Directions for this task:
Starting at the first line and ending at the line containing "pixel 106 389", substitute "single mark" for every "single dot" and leave all other text as it is.
### Supplied records
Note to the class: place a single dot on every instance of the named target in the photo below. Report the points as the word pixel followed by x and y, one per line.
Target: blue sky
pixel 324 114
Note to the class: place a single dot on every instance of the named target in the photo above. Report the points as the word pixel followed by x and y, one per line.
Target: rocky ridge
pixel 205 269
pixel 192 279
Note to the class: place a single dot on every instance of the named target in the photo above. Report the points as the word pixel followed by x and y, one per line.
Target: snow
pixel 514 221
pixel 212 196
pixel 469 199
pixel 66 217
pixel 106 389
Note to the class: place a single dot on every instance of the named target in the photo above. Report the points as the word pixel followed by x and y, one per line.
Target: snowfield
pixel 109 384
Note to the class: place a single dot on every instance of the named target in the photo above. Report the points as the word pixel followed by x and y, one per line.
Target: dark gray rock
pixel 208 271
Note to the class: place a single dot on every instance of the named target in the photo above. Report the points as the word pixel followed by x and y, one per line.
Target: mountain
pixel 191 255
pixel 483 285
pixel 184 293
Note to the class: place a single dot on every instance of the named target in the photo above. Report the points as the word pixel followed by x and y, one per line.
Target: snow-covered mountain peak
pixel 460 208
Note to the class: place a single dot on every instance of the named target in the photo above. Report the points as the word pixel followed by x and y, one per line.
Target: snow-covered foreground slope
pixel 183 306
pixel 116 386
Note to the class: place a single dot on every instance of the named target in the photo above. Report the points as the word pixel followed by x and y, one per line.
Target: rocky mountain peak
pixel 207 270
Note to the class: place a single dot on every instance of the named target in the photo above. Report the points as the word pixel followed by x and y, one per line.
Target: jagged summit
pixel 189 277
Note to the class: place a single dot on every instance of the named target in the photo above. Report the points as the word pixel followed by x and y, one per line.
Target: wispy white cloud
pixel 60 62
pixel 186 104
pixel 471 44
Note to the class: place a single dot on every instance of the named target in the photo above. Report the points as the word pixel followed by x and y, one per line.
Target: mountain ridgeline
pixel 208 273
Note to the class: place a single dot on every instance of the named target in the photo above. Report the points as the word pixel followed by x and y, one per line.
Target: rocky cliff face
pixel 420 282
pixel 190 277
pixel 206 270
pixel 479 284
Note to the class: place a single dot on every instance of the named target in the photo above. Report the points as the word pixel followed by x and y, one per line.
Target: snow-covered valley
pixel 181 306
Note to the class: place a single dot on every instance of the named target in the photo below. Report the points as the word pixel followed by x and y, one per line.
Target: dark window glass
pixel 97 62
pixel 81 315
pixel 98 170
######
Reply:
Note to the class: place a single mark on every instance of the named target in the photo below. Report the points as the word pixel followed by x and y, one per line.
Target: blue sky
pixel 324 114
Note to the class: place a single mark on every instance of the named target in the photo above. Report the points as the word pixel followed by x and y, one per line.
Target: rocky ridge
pixel 205 269
pixel 192 279
Note to the class: place a single mark on every instance of the named target in the photo above. Report the points as the word pixel followed by x and y, one per line.
Target: snow
pixel 514 221
pixel 212 196
pixel 469 199
pixel 66 217
pixel 106 389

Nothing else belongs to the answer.